I can't say how much I like mine. I use it for carry, parts interchangeability is a major plus.


----------



## raveneap (May 5, 2006)

Waited a long time; finally got my PT1911 last Tuesday. Won't get to shoot it till Sunday but it seems really well put together, smooth, crisp trigger, great action.


----------



## rman (Sep 25, 2006)

Good luck! I'm sure you'll like it. I picked up some laser cast semi-wadcutters yesterday. Hope to get some loaded up to try in this gun. Shoots good with WWB.


----------



## raveneap (May 5, 2006)

Took my PT1911 to the range yesterday for the first time. Outdoors and weather wasn't that great. Put a little over a hundred rounds through it; both JHP and FMJ. Rapid and slow fire. Not a hiccup. No problems whatsoever. I'd guestimate the trigger between 2 and 3 lbs and smooth & crisp. This is a great shooter. 10 feet and 40 feet; accuracy great. I've got to say this is the smoothest 1911 I've fired, including my Springer Full Size Custom Loaded. I agree with others; the finish will probably be its weak point but that can be redone easily enough. I'd recommend this Taurus PT1911 to anyone .


----------



## rman (Sep 25, 2006)

Nice picture!


----------



## Shipwreck (Jan 26, 2006)

raveneap said:


> Took my PT1911 to the range yesterday for the first time. Outdoors and weather wasn't that great. Put a little over a hundred rounds through it; both JHP and FMJ. Rapid and slow fire. Not a hiccup. No problems whatsoever. I'd guestimate the trigger between 2 and 3 lbs and smooth & crisp. This is a great shooter. 10 feet and 40 feet; accuracy great. I've got to say this is the smoothest 1911 I've fired, including my Springer Full Size Custom Loaded. I agree with others; the finish will probably be its weak point but that can be redone easily enough. I'd recommend this Taurus PT1911 to anyone .


Congrats!


----------



## wetidlerjr (Oct 14, 2006)

rman said:


> I've been watching for one of these for a long time. The range where I shoot got one in this week and I picked it up last night. That is one of the guns that I promised myself I would buy as soon as I found one. About the only bad thing I've heard about them is that the finish on the blued ones like this doesn't hold up very well. I guess time will tell on that. I had a box of Remington 230 Gr ball in the trunk so I tried it out. It's been a long time since I've owned and shot a 1911 and I had forgotten how slim they are. This one is a little heavier than any of my Rugers, but it is full-sized (5" barrel) I thought these had alloy frames, but it seems pretty heavy. The manual says it weighs 41 oz so I suspect it's steel. The action is very smooth, the sights are fantastic and so is the trigger. I don't have a trigger gauge, but I'm guessing it is somewhere around 3.5 pounds with no creep or over-travel. When I dry fired it, the hammer fall seemed awfully light and shooting it proved that to be true. Out of 50 rounds, I had 2 failures to fire - very slight dent in the primer. It might be because I violated my standing rule. I shot it new out of the box without field stripping it and giving it a good cleaning. I'll try that next and if it doesn't work, I'll replace the main spring. It's no big deal. Overall, my first impression is that it is a great value for the money.
————————
» **Given task A**
List the usernames that head the posts in the PT1911 forum thread.
» **Given task B**
Pick up the PT1911 forum thread after its final sentence and keep it going.
————————
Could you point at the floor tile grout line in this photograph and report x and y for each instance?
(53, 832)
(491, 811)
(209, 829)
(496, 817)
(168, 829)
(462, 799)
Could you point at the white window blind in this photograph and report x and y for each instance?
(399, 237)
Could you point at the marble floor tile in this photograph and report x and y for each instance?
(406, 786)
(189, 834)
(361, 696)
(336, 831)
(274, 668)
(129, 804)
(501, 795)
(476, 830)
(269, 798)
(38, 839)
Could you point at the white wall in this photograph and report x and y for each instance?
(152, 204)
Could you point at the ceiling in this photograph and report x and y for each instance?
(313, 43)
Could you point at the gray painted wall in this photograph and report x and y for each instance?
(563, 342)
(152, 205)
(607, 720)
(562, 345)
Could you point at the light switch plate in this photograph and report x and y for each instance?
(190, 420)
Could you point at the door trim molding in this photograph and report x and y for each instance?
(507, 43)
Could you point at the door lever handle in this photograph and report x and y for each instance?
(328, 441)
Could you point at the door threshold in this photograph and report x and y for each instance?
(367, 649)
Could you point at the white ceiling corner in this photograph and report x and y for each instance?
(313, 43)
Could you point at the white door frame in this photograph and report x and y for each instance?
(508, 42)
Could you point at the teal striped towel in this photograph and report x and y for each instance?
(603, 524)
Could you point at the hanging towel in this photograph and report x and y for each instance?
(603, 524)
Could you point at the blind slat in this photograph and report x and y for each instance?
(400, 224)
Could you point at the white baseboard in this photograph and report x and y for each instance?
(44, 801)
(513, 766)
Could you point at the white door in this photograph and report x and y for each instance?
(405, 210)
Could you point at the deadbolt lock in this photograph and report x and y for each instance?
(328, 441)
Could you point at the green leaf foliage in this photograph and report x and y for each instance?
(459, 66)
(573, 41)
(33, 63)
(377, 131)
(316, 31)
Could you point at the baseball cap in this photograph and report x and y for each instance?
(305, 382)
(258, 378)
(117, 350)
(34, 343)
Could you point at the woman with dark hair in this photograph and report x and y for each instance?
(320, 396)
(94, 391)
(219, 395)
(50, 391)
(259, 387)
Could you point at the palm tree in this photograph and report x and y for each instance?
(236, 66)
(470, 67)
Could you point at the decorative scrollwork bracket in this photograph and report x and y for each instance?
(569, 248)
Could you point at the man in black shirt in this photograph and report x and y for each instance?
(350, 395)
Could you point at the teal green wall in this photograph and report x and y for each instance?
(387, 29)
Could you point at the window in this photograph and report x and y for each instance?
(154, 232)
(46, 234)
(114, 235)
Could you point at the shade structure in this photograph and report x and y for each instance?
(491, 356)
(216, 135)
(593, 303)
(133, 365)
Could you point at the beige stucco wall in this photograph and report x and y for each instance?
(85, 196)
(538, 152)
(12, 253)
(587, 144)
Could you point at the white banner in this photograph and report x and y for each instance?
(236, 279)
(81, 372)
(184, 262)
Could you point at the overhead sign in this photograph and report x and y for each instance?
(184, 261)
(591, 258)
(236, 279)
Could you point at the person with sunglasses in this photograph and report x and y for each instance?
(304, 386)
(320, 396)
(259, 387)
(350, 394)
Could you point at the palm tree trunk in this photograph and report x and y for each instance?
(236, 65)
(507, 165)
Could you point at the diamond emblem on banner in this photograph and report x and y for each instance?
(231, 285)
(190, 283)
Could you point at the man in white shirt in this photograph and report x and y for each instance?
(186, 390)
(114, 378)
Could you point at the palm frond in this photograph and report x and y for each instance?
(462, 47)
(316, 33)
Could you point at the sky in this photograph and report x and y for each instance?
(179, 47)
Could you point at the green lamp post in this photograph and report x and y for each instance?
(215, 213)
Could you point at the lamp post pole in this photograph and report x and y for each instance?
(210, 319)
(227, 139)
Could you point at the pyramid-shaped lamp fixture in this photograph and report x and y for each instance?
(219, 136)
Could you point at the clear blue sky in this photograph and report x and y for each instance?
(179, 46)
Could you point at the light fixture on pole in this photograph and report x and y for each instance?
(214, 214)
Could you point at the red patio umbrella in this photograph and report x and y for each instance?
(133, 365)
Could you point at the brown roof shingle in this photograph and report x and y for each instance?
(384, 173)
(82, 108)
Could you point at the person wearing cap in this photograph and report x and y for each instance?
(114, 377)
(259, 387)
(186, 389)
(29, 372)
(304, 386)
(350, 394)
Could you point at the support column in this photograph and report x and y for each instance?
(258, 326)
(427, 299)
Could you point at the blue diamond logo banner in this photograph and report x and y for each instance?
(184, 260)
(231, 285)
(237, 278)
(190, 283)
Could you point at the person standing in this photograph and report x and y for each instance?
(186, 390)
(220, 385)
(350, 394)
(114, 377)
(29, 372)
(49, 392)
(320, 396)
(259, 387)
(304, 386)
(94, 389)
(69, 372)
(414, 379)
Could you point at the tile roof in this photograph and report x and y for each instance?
————————
» **Result A**
raveneap, rman, Shipwreck, wetidlerjr

» **Result B**
> I hate to say it (Since I'm a Ruger fanatic), but I really do like this thing. I haven't shot a 1911 for a long time and forgot just how great they are. The guy who runs the range said he put one of these away for himself. He has a Kimber and says the Taurus's action is as smooth as his Kimber, it's just as tight and has a better trigger. I'm not the biggest Taurus fan in the world, but I had a stainless PT92 9mm once and it was a nice gun. They have a lifetime warranty on everything but the grips, sights and magazines. If they are good to their word, I don't think a guy can go too wrong. I know the trigger has got me spoiled.
> Tom


Hey, *rman* ! That's not a Ruger ! :mrgreen: 
:smt039


----------



## rman (Sep 25, 2006)

wetidlerjr said:


> Hey, *rman* ! That's not a Ruger ! :mrgreen:
> :smt039


I know Bill - once in a GREAT while I stray from the flock. I have one Smiff and Weston and one Tortoise. What can I say? I do have 16 Rugers.:smt071 :mrgreen:


----------



## 2400 (Feb 4, 2006)

rman said:


> The 1911 snobs don't think much of them, but I'm impressed with what I've seen so far.
> 
> I didn't buy it for ccw and I think a good cleaning will probably cure the problem.


Congrats on the new gun! :smt023

Why don't the 1911 snobs like them?

You may not have bought it for carry but I'll bet that will change. :mrgreen:


----------



## rman (Sep 25, 2006)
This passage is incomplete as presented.